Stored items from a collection
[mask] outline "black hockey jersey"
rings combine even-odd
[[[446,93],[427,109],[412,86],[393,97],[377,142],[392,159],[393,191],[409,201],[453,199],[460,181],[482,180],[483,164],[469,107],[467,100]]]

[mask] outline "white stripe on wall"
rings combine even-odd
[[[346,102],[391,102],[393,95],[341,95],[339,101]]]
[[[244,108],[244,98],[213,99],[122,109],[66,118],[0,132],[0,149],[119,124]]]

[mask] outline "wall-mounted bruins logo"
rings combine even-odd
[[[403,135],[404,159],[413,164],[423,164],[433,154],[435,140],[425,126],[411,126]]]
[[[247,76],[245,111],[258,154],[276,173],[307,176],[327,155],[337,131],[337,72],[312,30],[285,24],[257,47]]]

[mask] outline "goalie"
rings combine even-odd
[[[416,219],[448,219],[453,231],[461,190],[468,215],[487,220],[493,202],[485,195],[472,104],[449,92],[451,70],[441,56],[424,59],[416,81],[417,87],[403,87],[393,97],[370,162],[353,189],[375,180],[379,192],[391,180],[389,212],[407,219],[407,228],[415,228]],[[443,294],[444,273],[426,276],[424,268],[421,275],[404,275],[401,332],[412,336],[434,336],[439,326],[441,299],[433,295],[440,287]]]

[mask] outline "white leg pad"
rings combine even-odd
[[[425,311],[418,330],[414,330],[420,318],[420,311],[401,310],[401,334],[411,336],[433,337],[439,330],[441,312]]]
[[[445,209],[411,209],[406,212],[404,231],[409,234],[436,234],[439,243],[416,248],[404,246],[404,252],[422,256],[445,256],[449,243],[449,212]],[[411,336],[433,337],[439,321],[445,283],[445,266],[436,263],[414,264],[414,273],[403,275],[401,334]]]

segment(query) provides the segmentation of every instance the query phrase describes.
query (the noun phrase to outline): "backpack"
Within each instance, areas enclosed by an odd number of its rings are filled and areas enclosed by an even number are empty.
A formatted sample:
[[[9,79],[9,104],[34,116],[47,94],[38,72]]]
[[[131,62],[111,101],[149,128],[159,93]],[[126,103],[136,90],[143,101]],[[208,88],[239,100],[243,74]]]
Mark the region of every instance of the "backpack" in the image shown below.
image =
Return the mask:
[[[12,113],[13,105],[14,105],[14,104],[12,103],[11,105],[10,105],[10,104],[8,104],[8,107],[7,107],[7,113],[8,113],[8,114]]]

What needs to be done:
Reproduce all of the material above, substituting "alternating" for every occurrence of "even-odd" and leaving everything else unchanged.

Response below:
[mask] outline "black hockey jersey"
rings combine alternating
[[[446,93],[427,109],[412,86],[393,97],[377,142],[392,159],[393,191],[409,201],[453,199],[460,181],[482,180],[483,164],[469,107],[467,100]]]

[mask] outline "white stripe on wall"
rings combine alternating
[[[346,102],[391,102],[393,95],[341,95],[339,101]]]
[[[244,108],[244,98],[213,99],[122,109],[66,118],[0,132],[0,149],[119,124]]]

[mask] outline "wall-mounted bruins logo"
rings combine alternating
[[[403,135],[404,159],[413,164],[423,164],[433,154],[435,140],[425,126],[411,126]]]
[[[247,76],[245,111],[258,154],[276,173],[307,176],[327,155],[337,131],[337,72],[312,30],[285,24],[257,47]]]

[mask] outline "goalie"
rings combine alternating
[[[416,219],[448,219],[453,231],[461,190],[468,215],[487,220],[493,202],[485,195],[472,104],[449,92],[451,70],[441,56],[424,59],[416,81],[417,87],[403,87],[393,97],[370,162],[353,189],[375,180],[379,192],[391,180],[389,212],[407,219],[407,228],[415,228]],[[443,294],[444,273],[426,276],[424,268],[421,275],[404,275],[401,332],[412,336],[434,336],[439,326],[441,299],[433,295],[440,287]]]

[mask] outline "white leg pad"
rings combine alternating
[[[425,311],[418,330],[414,330],[420,318],[420,311],[401,310],[401,334],[411,336],[433,337],[439,330],[441,312]]]
[[[445,209],[411,209],[406,212],[404,231],[409,234],[436,234],[439,243],[416,248],[404,246],[404,252],[422,256],[445,256],[449,243],[449,212]],[[411,336],[433,337],[439,321],[445,283],[445,266],[436,263],[414,264],[414,273],[403,275],[401,334]]]

segment(query) provides the segmentation of every instance the query phrase describes.
query (the noun phrase to outline): "backpack"
Within each instance, areas enclosed by an odd number of its rings are filled and areas enclosed by an even number are empty.
A formatted sample:
[[[9,79],[9,104],[34,116],[47,94],[38,72]]]
[[[131,62],[111,101],[149,128],[159,93]],[[126,103],[136,90],[143,101]],[[208,88],[239,100],[243,74]]]
Mark the region of every instance of the "backpack" in the image shown below.
image =
Return the mask:
[[[12,113],[13,105],[14,105],[14,104],[12,103],[11,105],[10,105],[10,104],[8,104],[8,107],[7,107],[7,113],[8,113],[8,114]]]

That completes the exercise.